== INPUT RECORDS ==
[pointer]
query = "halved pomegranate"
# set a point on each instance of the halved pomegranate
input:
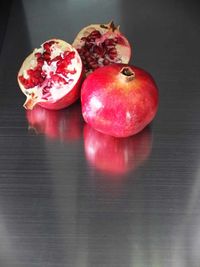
(51, 75)
(100, 45)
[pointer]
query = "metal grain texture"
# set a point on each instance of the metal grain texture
(60, 203)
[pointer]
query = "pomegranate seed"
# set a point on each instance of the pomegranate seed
(98, 50)
(48, 45)
(106, 61)
(90, 39)
(46, 55)
(112, 53)
(87, 54)
(38, 55)
(88, 45)
(95, 34)
(84, 39)
(108, 42)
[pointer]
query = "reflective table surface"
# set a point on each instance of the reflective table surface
(70, 196)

== PROBLEM TO WORK ON ==
Write out all of the material again with "metal grain texture" changed to "brushed steel texture" everywhere and nothing else altered, omitting the pictures.

== WRITTEN ANSWER ==
[pointer]
query = "halved pomegranate"
# set a point on each instance of the halved pomegranate
input:
(51, 75)
(100, 45)
[pointer]
query = "brushed steel texture"
# set a point on each instance of the brushed steel texture
(60, 203)
[pointer]
query = "pomegranate seed"
# set a point on each instance of the pomegranate seed
(98, 50)
(48, 45)
(106, 61)
(90, 39)
(46, 55)
(112, 53)
(87, 54)
(38, 55)
(88, 45)
(95, 34)
(84, 39)
(108, 42)
[pointer]
query = "reflective table surface"
# set a point on each instance of the reflective table surface
(70, 196)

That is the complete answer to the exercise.